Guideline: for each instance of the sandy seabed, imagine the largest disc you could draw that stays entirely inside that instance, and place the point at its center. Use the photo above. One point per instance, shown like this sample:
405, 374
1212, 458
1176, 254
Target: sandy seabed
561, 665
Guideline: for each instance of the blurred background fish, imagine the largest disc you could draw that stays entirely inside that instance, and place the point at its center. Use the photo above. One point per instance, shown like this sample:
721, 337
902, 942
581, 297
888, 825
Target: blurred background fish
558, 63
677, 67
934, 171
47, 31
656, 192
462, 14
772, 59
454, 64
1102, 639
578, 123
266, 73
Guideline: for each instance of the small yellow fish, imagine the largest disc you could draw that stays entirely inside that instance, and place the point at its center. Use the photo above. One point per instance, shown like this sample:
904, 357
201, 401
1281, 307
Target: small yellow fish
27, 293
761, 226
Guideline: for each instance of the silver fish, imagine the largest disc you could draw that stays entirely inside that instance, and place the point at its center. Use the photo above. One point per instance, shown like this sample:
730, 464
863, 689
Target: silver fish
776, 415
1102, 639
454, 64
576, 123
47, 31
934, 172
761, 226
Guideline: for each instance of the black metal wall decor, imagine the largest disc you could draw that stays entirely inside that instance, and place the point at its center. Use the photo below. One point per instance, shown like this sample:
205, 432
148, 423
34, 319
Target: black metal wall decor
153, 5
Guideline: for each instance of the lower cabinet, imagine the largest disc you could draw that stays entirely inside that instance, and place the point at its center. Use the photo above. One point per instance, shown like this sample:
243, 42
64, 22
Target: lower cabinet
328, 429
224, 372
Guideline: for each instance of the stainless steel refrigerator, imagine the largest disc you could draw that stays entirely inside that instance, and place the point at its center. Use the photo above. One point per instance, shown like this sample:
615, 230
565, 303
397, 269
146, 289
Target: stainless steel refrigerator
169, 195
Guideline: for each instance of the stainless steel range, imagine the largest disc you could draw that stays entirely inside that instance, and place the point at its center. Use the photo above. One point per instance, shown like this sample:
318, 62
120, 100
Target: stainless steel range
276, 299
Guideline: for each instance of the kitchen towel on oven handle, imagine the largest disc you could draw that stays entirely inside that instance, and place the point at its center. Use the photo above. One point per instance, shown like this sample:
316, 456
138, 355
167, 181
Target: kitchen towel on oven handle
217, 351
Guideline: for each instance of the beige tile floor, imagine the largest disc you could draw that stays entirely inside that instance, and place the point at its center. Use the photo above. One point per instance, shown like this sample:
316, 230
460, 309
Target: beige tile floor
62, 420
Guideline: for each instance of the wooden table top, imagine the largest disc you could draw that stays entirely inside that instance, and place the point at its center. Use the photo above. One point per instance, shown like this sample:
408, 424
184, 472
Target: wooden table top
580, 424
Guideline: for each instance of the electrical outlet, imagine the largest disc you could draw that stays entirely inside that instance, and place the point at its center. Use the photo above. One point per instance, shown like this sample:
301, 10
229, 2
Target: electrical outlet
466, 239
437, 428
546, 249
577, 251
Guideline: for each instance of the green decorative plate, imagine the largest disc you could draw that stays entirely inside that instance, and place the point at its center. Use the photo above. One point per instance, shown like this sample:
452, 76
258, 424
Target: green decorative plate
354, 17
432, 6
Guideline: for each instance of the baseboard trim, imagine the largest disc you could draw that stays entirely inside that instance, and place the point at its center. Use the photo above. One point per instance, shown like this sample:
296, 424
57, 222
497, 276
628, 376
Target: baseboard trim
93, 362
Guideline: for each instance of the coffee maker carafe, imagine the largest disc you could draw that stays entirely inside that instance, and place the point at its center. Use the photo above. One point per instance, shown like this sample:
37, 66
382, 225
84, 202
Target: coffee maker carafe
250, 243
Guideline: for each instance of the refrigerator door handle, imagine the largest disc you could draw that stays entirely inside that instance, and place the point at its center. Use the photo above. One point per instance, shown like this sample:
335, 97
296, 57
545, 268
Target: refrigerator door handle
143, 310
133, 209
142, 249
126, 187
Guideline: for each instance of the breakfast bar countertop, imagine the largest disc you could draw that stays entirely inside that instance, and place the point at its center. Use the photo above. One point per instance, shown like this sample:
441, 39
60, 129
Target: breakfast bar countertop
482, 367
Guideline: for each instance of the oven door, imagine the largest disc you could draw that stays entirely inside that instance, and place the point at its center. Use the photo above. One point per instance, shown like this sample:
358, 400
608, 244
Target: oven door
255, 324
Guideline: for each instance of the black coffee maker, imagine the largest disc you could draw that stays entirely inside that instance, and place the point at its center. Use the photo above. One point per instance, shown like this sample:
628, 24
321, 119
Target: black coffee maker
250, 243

++++

Word for word, set down every line of the material above.

> **PROBLEM SOLUTION**:
Guideline: for each instance of the sandy seabed, imagine the largest disc you could draw that stays entirely inside that instance, and place the point at its center. Use the photo above. One point per instance, shown like this sample:
405, 374
1212, 458
1176, 254
Target: sandy seabed
561, 665
Guideline: for each instance of the blurred background fish, imagine the largest disc you could draw that stays entirely inside that instance, and place the point at its center. Use the photo above. One point per instance, shown like this sample:
721, 337
902, 942
581, 297
888, 825
Target: blurred background fish
558, 63
677, 67
934, 171
47, 31
656, 192
462, 14
772, 59
454, 64
1102, 639
578, 123
266, 73
Guideline: for each instance of the small yellow fish, imagine the largest disc you could draw that stays entirely inside that instance, and place the point at its center. Use the photo above. One point per instance, shown like this sample:
904, 357
201, 401
1281, 307
Target: small yellow fish
27, 293
761, 226
Guideline: for each instance of the silver fish, imagine the largest disc you could draw that stays entirely inside that instance, and place the point at its center. Use the photo above. One point per instance, shown like this sample:
730, 464
863, 689
Target: silver fish
776, 415
1102, 639
454, 64
576, 123
47, 31
934, 172
761, 226
Guideline: for each instance of the black metal wall decor, imagine the largest disc you could draw that stays entirely inside that instance, and place the point at its center. Use the photo below. One point per instance, shown like this sample:
205, 432
148, 423
34, 319
Target: black metal wall decor
153, 5
Guideline: for each instance of the lower cabinet, imagine the largest disc you could draw that stays entirely inside that instance, and place the point at its center. Use the photo above. One point per instance, shown like this sample:
243, 42
64, 22
Target: lower cabinet
328, 429
224, 372
Guideline: for each instance of the stainless steel refrigerator, imagine the largest disc you could draw that stays entirely inside that instance, and place the point at its center. Use the photo above. One point per instance, shown like this sample:
615, 230
565, 303
397, 269
146, 289
Target: stainless steel refrigerator
169, 195
Guideline: for each instance of the stainless steel range, imagine the largest disc you could draw that stays entirely inside that instance, and place the point at its center. Use the photo above. One point per instance, shown like this sample:
318, 62
120, 100
Target: stainless steel range
276, 299
Guideline: for each instance of the kitchen towel on oven handle, imagine the largest disc you could draw that stays entirely inside that instance, and place the point at its center. Use the photo above. One point per instance, shown like this sample:
316, 456
138, 355
167, 181
Target: kitchen towel on oven handle
217, 351
Guideline: for each instance of the beige tile floor, imagine the largest disc you could draw that stays entirely inside that instance, and place the point at its center. Use the photo above. One point per instance, shown like this sample:
316, 230
460, 309
Target: beige tile floor
62, 420
Guideline: for each instance of the wooden table top, imagine the largest disc you could draw that stays entirely inside that instance, and place the point at its center. Use the photo above. One point per instance, shown like this sample:
408, 424
184, 472
Target: wooden table top
580, 424
Guideline: for each instance of the electrical outlet, imagine the largest disc you could draw that stays entirely inside that instance, and place the point at its center. Use the photo above. One point per instance, shown like this sample:
301, 10
229, 2
Target: electrical outlet
466, 239
437, 428
546, 249
577, 251
Guideline: for each instance of the green decorative plate, imagine the largest disc you could draw that stays entirely inside that instance, and place the point at its center. Use the photo above. One point per instance, shown like this sample:
452, 76
258, 424
Target: green decorative plate
354, 17
432, 6
Guideline: for each instance of the baseboard trim, imagine the largest disc you could draw that stays entirely inside that instance, and place the point at its center. Use the photo above. One point per instance, shown like this sample:
296, 424
57, 222
497, 276
628, 376
Target: baseboard trim
93, 362
Guideline: for each instance of the coffee maker carafe, imagine the largest disc you could draw that stays entirely inside that instance, and place the point at its center. Use the photo above. One point per instance, shown like this sample:
37, 66
382, 225
84, 202
Target: coffee maker carafe
250, 243
Guideline: for each instance of the refrigerator door handle, imagine the largest disc you could draw that stays entirely inside that instance, and place the point at its center. Use the photo above. One point per instance, shown like this sample:
335, 97
296, 57
545, 268
Target: refrigerator door handle
143, 310
133, 209
142, 249
126, 187
Guideline: for each instance of the breakfast bar countertop, imagine the largest disc you could draw that stays entirely inside that instance, and place the point at its center. Use the photo above. One point per instance, shown like this sample:
441, 39
60, 129
Target: breakfast bar countertop
482, 367
Guideline: for each instance of the oven door, imagine the largest disc you could draw that stays entirely inside that instance, and place the point at its center. Use the photo above. One point per instance, shown like this sample:
358, 400
608, 244
Target: oven door
255, 324
Guideline: for each instance of the black coffee maker, imagine the largest disc you could draw that stays entirely inside that instance, and place the point at its center. Use the photo above. One point per instance, shown like this sample:
628, 24
321, 119
Target: black coffee maker
250, 243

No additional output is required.